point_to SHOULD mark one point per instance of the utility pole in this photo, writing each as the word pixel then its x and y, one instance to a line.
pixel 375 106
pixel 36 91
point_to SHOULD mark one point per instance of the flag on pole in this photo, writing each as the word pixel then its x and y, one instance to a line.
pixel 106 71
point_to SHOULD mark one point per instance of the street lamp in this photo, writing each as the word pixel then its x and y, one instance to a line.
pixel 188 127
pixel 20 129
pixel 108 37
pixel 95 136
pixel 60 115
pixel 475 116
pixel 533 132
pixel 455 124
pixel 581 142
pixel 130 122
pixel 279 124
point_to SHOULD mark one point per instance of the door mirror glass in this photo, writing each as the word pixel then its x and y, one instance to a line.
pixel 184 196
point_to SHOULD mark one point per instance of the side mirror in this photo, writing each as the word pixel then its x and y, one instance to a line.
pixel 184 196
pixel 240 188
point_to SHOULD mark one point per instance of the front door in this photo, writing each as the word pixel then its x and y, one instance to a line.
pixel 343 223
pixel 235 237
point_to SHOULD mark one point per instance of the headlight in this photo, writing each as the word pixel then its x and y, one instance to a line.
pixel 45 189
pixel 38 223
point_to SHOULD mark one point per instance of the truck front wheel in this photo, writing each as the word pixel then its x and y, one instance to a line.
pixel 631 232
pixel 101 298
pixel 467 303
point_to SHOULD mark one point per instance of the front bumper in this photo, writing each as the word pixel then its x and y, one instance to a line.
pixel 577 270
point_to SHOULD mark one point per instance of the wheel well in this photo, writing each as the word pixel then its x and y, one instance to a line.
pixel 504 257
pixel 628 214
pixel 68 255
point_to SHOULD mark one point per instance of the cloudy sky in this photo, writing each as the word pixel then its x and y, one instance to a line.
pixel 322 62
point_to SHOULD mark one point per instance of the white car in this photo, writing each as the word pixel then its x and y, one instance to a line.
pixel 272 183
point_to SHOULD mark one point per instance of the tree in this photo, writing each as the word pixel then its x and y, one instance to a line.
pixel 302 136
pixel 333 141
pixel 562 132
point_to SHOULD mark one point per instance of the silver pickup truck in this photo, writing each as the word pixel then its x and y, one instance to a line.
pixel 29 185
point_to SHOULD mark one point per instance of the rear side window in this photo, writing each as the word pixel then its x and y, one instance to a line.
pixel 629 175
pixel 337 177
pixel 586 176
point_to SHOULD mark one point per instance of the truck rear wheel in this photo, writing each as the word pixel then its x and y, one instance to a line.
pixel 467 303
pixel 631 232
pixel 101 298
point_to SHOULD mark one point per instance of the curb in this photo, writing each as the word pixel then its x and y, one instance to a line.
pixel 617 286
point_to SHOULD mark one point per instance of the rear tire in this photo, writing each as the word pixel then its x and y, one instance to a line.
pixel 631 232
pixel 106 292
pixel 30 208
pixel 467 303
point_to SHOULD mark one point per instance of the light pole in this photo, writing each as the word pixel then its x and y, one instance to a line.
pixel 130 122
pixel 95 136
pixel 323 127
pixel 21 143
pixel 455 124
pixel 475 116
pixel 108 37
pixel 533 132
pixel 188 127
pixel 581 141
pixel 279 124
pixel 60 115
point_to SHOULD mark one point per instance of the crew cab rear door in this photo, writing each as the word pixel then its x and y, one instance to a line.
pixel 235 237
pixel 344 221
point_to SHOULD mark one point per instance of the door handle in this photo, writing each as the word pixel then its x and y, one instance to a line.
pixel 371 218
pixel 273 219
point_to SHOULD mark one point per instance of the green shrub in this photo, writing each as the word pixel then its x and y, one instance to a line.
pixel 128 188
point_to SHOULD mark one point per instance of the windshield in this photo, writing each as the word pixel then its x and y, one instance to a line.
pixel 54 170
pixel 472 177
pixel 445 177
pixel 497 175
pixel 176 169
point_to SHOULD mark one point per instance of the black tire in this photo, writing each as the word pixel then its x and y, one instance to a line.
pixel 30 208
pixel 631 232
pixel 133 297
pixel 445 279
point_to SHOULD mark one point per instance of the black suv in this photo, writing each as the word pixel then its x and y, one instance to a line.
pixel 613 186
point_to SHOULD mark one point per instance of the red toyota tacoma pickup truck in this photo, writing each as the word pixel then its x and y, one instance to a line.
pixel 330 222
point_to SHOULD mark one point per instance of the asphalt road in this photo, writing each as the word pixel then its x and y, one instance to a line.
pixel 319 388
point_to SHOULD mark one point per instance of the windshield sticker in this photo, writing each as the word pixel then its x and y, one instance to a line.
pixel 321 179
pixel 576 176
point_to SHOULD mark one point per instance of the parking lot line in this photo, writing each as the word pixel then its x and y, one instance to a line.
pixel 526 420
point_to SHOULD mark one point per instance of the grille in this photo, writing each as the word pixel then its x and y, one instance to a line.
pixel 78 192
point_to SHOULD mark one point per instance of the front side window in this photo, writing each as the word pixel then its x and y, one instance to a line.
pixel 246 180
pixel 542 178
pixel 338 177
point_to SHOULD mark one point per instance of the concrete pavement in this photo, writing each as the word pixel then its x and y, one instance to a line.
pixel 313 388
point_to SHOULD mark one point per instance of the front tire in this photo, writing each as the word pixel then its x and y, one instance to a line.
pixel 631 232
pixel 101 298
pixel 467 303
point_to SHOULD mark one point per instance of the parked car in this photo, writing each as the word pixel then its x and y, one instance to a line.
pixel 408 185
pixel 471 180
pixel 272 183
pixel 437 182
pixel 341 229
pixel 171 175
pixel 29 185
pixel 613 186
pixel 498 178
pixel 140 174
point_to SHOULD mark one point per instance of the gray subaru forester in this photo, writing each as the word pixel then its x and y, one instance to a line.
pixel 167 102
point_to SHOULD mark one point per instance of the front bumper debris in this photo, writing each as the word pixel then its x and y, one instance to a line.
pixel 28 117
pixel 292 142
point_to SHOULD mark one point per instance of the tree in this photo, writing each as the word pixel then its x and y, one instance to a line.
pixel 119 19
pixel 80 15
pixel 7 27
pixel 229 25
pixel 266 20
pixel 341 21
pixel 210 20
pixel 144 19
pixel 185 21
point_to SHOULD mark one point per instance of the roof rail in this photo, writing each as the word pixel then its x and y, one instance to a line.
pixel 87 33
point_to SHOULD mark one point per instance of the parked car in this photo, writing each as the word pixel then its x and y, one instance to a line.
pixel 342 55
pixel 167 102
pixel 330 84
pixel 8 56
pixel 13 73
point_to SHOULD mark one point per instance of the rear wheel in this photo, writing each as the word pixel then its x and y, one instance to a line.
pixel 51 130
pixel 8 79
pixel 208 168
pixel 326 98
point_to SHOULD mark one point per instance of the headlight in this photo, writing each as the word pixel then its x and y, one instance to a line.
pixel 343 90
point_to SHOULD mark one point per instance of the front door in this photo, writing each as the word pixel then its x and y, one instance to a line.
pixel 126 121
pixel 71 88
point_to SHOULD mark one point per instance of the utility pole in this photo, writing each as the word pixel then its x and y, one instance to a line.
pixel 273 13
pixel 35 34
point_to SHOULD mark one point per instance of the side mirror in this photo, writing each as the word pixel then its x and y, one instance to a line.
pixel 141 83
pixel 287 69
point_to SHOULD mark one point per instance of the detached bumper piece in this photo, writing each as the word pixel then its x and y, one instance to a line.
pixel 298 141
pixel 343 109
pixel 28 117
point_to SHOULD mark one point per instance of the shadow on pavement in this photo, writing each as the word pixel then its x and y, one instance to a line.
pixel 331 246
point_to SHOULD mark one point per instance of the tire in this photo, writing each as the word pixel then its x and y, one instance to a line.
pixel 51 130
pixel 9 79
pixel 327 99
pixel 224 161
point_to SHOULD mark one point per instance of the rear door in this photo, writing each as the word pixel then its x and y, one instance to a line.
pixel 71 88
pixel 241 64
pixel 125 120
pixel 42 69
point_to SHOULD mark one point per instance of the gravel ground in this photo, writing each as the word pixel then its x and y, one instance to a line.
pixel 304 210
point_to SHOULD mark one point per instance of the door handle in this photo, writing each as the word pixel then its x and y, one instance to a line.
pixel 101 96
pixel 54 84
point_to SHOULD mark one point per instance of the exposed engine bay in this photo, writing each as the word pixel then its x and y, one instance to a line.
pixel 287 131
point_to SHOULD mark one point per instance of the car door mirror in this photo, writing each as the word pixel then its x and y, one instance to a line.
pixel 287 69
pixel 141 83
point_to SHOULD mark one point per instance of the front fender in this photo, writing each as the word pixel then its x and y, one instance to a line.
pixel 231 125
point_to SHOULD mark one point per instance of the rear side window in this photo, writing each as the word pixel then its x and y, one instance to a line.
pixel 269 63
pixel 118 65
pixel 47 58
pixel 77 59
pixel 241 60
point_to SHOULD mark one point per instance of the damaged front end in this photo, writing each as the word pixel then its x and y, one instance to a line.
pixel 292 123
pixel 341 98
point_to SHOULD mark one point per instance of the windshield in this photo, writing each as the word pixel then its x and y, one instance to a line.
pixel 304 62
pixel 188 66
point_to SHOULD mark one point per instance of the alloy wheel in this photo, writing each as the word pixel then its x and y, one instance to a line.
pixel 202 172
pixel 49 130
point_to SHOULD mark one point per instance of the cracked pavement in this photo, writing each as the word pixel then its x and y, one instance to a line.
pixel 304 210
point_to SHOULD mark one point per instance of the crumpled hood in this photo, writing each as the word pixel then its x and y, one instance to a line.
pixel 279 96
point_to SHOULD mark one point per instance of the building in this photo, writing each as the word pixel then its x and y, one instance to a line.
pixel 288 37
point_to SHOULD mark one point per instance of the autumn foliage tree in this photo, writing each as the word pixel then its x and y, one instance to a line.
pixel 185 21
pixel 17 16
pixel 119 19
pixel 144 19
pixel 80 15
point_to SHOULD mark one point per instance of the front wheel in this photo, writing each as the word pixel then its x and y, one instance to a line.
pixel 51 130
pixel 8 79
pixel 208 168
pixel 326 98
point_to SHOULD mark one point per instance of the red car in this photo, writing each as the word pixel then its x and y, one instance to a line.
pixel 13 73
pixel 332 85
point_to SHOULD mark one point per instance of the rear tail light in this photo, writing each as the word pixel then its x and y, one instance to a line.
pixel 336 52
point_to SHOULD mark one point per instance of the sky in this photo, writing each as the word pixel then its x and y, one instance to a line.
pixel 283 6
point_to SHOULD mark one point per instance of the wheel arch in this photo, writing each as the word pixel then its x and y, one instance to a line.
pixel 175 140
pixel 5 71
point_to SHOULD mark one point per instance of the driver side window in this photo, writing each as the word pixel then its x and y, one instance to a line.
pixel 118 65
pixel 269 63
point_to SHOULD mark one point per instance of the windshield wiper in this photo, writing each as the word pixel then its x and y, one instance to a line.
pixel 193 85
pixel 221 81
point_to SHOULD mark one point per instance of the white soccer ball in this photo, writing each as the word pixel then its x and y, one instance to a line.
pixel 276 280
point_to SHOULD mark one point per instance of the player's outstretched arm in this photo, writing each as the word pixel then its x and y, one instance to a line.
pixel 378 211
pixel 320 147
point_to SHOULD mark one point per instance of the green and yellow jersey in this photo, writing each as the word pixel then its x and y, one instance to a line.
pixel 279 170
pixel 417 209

*EXERCISE*
Only the lines from the one holding "point_to SHOULD mark one point per instance of the green and" through the end of the listing should be given again, exactly and with both ends included.

*ANSWER SECTION*
point_to SHOULD mark one point per instance of the green and yellow jersey in this photo, writing each as the word pixel then its x and y, one instance to a line.
pixel 279 170
pixel 417 209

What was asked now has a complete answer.